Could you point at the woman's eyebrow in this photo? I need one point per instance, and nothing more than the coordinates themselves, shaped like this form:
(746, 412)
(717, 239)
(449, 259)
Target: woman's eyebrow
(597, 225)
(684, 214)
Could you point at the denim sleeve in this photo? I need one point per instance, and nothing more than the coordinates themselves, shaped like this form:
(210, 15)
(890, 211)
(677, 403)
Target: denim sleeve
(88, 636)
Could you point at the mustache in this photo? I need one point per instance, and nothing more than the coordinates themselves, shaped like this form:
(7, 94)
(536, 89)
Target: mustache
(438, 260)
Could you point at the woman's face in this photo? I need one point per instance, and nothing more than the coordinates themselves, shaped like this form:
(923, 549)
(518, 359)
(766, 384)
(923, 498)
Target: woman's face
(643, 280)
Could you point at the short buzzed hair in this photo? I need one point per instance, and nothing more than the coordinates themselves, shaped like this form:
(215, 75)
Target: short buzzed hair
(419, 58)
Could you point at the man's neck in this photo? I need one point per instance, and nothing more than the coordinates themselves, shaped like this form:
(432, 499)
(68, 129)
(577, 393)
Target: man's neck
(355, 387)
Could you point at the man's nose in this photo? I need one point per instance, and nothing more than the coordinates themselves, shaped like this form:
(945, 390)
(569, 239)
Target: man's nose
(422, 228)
-*-*-
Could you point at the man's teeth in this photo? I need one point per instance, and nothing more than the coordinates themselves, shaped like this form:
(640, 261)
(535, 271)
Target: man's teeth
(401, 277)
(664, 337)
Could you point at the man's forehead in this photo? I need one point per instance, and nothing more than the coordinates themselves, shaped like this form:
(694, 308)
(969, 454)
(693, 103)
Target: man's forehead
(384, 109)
-*-*-
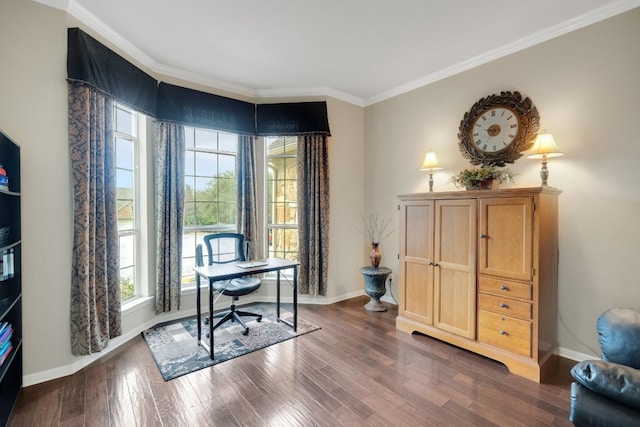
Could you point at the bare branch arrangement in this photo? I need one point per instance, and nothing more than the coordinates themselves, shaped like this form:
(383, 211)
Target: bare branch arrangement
-*-*-
▸ **Work to complete**: Copy each line of the data above that contains the string "Target". Only matches with the same upper- and lowercase letters count.

▸ **Exercise solution**:
Target: woman's eyebrow
Target: denim sleeve
Target: mustache
Target: woman's face
Target: short buzzed hair
Target: man's neck
Target: man's nose
Target: man's teeth
Target: man's forehead
Target: bare branch arrangement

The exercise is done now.